# Task set
(1) Reproduce verbatim the part of the comic dialogue generation page that opens with the words containing "Project Description" and closes with "see this tutorial).".
(2) List each terminal command that appears on the comic dialogue generation page, one per line, leaving out the comment lines.

# Document text
Automatic generation of comic dialogues

Author: Sergi Masip Cabeza
Thesis director: Ernest Valveny Llobet
Developed as a bachelor's thesis at Universitat Autònoma de Barcelona. Check the thesis for more information (in Catalan).

Project Description

The purpose of this project is to generate subsequent dialogues given a multimodal context. To do this, we used the database provided in COMICS. First, we trained a text-only and a multimodal model to perform a Text cloze task. Then, we trained another based on the previous one for generating dialogues.

Getting Started

Clone this repo (for help see this tutorial).

git clone https://github.com/Atenrev/comics-dialogue-generation.git
cd comics-dialogue-generation

Download and prepare the dataset.

a. Download our preprocessed version of COMICS and place it in datasets/COMICS. If you would like to use the original dataset, you can download it from the COMICS repository.

Note that there are two files for the test set. The original authors filtered some dialogues from this set based on their tokenizer. To be able to compare the results of our model with the original ones, we maintain this filter in the test set. The "full" version, on the other hand, is not filtered.

b. Extract the visual features using Detectron2. Follow the instructions here within this repo.
Install the dependencies.

# Create python environment (optional but recommended)
conda create -n comicsgen python=3.9
source activate comicsgen

# Install python dependencies
pip install -r requirements.txt

[Optional] Download the pre-trained weights (not uploaded yet). If you use the VL-T5 model, download the pretrained weights from their repository here.

Configuration

Every model, dataset, and trainer is configured in a configuration file. The configuration file is a YAML file. The configuration files are located in the configs folder. In case you want to add a new model, dataset, or trainer, you should create a new configuration file and add it to the configs folder, as well as the corresponding model or dataset script in src.

Dataset configuration

For each dataset, you need a configuration file in the configs/datasets folder. The file must contain the "name" parameter, which is the same as the name of the dataset script in src/datasets that will be used to load the dataset.

Point annotations for photos:
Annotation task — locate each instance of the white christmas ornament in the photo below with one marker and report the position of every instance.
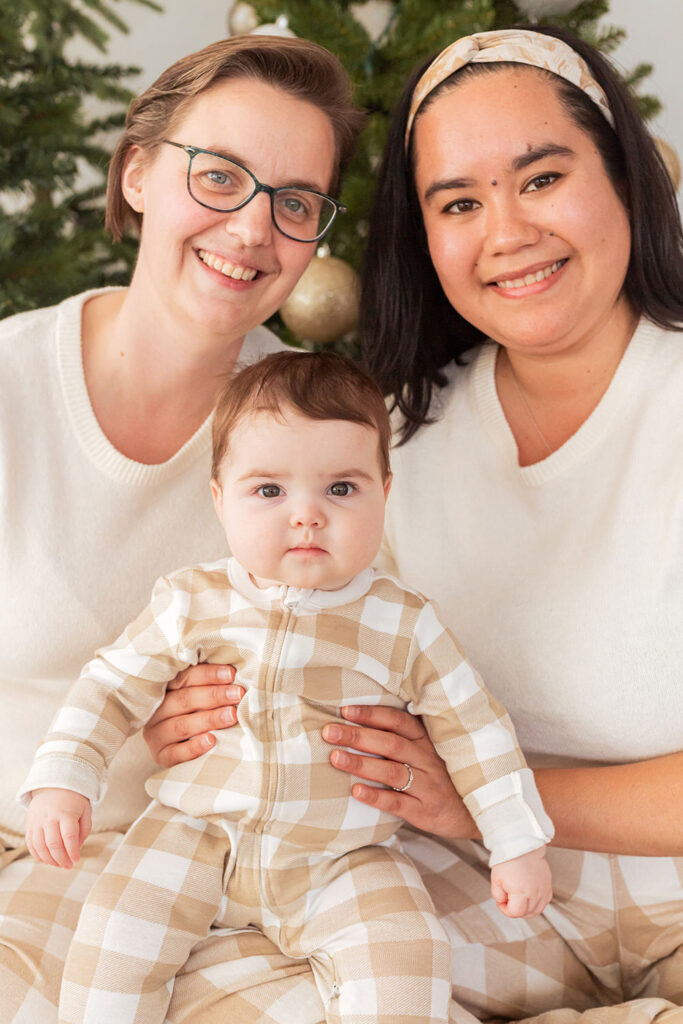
(280, 27)
(242, 18)
(374, 15)
(542, 8)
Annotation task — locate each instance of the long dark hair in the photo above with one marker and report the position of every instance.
(410, 330)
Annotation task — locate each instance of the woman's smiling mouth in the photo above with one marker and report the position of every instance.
(532, 278)
(225, 267)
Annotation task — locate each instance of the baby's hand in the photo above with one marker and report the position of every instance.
(522, 887)
(57, 824)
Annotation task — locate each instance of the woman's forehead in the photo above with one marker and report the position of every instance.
(262, 126)
(511, 110)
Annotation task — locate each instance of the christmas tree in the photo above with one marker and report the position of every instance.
(52, 243)
(380, 64)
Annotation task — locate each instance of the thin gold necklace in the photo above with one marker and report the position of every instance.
(522, 398)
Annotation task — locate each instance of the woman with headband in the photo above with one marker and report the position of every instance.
(523, 293)
(524, 286)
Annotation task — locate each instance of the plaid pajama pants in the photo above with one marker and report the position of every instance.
(608, 950)
(367, 926)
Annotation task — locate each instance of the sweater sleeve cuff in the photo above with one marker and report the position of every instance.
(510, 816)
(61, 773)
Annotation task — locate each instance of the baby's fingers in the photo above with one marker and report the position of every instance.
(70, 829)
(517, 905)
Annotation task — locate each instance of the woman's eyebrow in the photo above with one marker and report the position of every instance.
(541, 153)
(218, 151)
(518, 164)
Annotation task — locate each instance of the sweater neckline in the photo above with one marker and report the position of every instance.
(591, 432)
(94, 442)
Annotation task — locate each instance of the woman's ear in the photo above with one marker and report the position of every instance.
(217, 494)
(132, 178)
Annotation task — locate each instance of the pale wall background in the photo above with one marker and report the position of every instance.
(654, 34)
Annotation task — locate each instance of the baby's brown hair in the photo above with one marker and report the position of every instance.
(319, 385)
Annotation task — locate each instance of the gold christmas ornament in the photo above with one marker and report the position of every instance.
(325, 303)
(280, 27)
(242, 18)
(672, 163)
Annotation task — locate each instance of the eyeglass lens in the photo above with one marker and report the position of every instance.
(219, 183)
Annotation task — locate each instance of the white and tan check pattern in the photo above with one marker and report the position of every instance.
(263, 817)
(608, 949)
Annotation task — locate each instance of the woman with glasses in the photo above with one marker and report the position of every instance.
(227, 167)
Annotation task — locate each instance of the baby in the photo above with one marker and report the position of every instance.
(261, 830)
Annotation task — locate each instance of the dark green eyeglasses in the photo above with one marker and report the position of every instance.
(224, 185)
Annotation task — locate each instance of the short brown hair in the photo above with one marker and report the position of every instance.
(298, 66)
(319, 385)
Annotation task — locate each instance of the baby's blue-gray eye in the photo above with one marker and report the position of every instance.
(341, 489)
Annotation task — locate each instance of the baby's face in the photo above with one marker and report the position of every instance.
(302, 501)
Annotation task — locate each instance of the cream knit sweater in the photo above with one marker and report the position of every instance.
(84, 532)
(563, 581)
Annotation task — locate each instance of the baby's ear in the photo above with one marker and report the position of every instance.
(217, 495)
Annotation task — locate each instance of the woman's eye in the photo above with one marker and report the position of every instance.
(341, 489)
(541, 181)
(462, 206)
(294, 206)
(216, 179)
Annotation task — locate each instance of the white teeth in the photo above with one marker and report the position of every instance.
(531, 279)
(227, 269)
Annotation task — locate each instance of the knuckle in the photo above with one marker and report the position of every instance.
(181, 727)
(393, 747)
(183, 698)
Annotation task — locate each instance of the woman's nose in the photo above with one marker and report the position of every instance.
(509, 226)
(252, 224)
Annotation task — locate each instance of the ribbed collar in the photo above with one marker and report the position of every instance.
(577, 449)
(296, 598)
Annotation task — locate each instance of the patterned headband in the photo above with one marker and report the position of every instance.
(509, 44)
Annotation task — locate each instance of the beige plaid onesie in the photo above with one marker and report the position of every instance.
(261, 832)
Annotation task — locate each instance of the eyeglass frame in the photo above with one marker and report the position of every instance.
(193, 151)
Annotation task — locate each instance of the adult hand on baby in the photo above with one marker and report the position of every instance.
(522, 887)
(58, 822)
(199, 699)
(396, 739)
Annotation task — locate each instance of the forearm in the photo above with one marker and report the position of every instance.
(634, 809)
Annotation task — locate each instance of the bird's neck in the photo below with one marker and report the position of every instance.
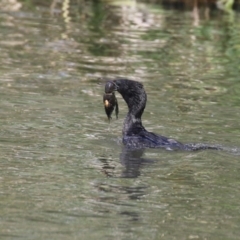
(132, 124)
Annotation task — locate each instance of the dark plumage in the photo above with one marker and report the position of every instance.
(134, 134)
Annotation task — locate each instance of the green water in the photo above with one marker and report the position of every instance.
(63, 173)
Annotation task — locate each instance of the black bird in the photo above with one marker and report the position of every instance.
(135, 136)
(110, 100)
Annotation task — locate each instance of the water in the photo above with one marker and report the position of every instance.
(64, 174)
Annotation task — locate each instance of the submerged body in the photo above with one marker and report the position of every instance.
(134, 134)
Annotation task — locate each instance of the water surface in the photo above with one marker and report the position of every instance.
(64, 174)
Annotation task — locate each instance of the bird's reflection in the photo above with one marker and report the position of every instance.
(132, 161)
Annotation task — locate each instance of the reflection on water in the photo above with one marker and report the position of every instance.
(64, 174)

# Answer list
(1)
Project Description

The purpose of this project is to generate subsequent dialogues given a multimodal context. To do this, we used the database provided in COMICS. First, we trained a text-only and a multimodal model to perform a Text cloze task. Then, we trained another based on the previous one for generating dialogues.

Getting Started

Clone this repo (for help see this tutorial).

(2)
git clone https://github.com/Atenrev/comics-dialogue-generation.git
cd comics-dialogue-generation
conda create -n comicsgen python=3.9
source activate comicsgen
pip install -r requirements.txt